* _DOCUMENT EXCERPT_
---------------
ARTICLE | doi:10.20944/preprints201612.0077.v1
Subject: Mathematics & Computer Science, Artificial Intelligence & Robotics Keywords: rule based models; gene expression data; bayesian networks; parsimony
Online: 15 December 2016 (08:21:24 CET)
The comprehensibility of good predictive models learned from high-dimensional gene expression data is attractive because it can lead to biomarker discovery. Several good classifiers provide comparable predictive performance but differ in their abilities to summarize the observed data. We extend a Bayesian Rule Learning (BRL-GSS) algorithm, previously shown to be a significantly better predictor than other classical approaches in this domain. It searches a space of Bayesian networks using a decision tree representation of its parameters with global constraints, and infers a set of IF-THEN rules. The number of parameters and therefore the number of rules are combinatorial to the number of predictor variables in the model. We relax these global constraints to a more generalizable local structure (BRL-LSS). BRL-LSS entails more parsimonious set of rules because it does not have to generate all combinatorial rules. The search space of local structures is much richer than the space of global structures. We design the BRL-LSS with the same worst-case time-complexity as BRL-GSS while exploring a richer and more complex model space. We measure predictive performance using Area Under the ROC curve (AUC) and Accuracy. We measure model parsimony performance by noting the average number of rules and variables needed to describe the observed data. We evaluate the predictive and parsimony performance of BRL-GSS, BRL-LSS and the state-of-the-art C4.5 decision tree algorithm, across 10-fold cross-validation using ten microarray gene-expression diagnostic datasets. In these experiments, we observe that BRL-LSS is similar to BRL-GSS in terms of predictive performance, while generating a much more parsimonious set of rules to explain the same observed data. BRL-LSS also needs fewer variables than C4.5 to explain the data with similar predictive performance. We also conduct a feasibility study to demonstrate the general applicability of our BRL methods on the newer RNA sequencing gene-expression data.
---------------
* _EXTRACTED MATERIAL_

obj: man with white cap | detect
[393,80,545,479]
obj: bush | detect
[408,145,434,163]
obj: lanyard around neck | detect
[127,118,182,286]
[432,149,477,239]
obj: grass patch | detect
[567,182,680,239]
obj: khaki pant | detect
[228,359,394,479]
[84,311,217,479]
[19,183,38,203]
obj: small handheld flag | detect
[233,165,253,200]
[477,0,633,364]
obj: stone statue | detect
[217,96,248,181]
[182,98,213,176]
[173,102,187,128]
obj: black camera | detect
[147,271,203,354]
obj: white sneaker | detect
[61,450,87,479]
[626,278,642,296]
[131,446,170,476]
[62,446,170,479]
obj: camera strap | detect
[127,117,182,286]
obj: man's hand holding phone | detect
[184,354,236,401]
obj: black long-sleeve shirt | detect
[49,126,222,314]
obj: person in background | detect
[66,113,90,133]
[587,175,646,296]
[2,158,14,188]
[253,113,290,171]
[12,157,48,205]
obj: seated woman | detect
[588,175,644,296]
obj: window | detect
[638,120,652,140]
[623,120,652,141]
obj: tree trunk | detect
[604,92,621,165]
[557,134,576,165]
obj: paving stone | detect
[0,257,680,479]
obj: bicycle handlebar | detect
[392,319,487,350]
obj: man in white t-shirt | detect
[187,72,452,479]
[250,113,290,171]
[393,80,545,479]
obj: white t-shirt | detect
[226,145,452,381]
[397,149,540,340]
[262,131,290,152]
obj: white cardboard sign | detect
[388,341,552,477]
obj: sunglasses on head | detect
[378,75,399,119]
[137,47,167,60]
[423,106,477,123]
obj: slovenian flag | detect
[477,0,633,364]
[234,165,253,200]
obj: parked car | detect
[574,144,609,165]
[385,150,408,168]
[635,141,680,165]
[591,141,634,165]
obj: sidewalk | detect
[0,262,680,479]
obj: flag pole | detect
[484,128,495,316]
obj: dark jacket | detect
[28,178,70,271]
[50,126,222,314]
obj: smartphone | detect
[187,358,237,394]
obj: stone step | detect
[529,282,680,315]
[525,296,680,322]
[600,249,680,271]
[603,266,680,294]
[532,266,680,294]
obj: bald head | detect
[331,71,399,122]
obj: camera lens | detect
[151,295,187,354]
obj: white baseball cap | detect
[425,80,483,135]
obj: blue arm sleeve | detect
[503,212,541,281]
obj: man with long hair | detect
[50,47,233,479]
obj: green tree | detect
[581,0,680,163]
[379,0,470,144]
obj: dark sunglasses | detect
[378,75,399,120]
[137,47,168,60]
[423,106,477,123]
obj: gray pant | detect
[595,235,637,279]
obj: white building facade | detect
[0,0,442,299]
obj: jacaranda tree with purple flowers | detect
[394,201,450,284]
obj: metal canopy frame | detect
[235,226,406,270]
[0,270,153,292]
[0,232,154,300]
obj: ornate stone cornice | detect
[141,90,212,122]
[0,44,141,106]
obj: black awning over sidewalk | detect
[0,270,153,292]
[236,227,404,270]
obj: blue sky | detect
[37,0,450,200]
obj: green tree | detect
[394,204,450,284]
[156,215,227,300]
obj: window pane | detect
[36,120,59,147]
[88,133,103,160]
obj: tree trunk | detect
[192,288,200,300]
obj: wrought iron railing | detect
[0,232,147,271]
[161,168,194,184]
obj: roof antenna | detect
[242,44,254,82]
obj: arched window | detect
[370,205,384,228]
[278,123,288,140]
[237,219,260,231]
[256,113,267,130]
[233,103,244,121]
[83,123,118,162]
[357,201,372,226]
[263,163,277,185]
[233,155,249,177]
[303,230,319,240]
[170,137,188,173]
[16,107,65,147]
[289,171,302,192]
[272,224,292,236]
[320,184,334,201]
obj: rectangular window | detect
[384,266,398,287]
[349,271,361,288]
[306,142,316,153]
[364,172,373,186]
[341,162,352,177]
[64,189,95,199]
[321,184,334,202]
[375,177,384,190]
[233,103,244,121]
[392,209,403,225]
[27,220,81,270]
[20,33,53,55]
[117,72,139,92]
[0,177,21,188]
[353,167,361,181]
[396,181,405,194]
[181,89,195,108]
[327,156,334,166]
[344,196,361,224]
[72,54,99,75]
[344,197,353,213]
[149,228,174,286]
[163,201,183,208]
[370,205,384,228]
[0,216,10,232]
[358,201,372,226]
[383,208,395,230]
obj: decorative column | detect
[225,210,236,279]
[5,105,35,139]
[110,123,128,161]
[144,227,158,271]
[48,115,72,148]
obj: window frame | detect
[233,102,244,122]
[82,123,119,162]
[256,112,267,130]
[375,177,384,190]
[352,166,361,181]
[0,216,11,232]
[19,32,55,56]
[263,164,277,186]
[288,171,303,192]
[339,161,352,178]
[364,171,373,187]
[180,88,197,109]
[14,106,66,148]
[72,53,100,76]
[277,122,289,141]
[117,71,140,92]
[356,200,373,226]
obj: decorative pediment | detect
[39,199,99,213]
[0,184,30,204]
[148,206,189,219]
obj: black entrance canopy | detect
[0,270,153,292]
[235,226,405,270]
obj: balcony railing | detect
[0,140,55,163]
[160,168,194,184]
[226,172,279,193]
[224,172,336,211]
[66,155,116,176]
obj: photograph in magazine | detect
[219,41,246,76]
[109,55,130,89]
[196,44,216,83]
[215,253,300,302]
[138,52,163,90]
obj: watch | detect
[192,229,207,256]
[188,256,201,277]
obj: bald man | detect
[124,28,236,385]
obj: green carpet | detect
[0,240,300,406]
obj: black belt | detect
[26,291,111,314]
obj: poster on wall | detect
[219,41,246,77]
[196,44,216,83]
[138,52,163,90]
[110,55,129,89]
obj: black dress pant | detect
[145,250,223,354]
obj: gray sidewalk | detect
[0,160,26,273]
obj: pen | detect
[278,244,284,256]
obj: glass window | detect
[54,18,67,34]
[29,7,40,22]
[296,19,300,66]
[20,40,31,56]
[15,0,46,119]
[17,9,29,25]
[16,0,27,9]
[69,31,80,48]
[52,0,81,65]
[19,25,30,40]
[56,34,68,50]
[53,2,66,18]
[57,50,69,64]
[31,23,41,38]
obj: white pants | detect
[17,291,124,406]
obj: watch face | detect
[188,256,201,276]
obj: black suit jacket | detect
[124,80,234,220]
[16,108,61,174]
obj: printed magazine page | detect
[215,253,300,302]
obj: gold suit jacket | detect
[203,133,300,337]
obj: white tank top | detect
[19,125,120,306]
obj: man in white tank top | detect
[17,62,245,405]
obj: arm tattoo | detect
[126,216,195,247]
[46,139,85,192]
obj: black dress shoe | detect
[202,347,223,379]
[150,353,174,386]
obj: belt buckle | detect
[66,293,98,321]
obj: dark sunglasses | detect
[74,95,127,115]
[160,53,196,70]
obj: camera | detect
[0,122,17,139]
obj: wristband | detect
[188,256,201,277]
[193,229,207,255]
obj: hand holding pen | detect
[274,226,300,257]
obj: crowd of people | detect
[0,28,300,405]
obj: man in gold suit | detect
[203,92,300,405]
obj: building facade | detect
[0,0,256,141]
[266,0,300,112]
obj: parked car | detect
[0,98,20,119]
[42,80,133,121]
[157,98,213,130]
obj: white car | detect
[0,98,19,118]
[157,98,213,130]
---------------
* _WHAT YOU WILL DO_
Return the passage of the abstract on Bayesian rule learning starting with "ARTICLE | doi:10.20944/preprints201612.0077.v1" and going on through "2016 (08:21:24 CET)", copied word for word.

* _PROBLEM SOLUTION_
ARTICLE | doi:10.20944/preprints201612.0077.v1
Subject: Mathematics & Computer Science, Artificial Intelligence & Robotics Keywords: rule based models; gene expression data; bayesian networks; parsimony
Online: 15 December 2016 (08:21:24 CET)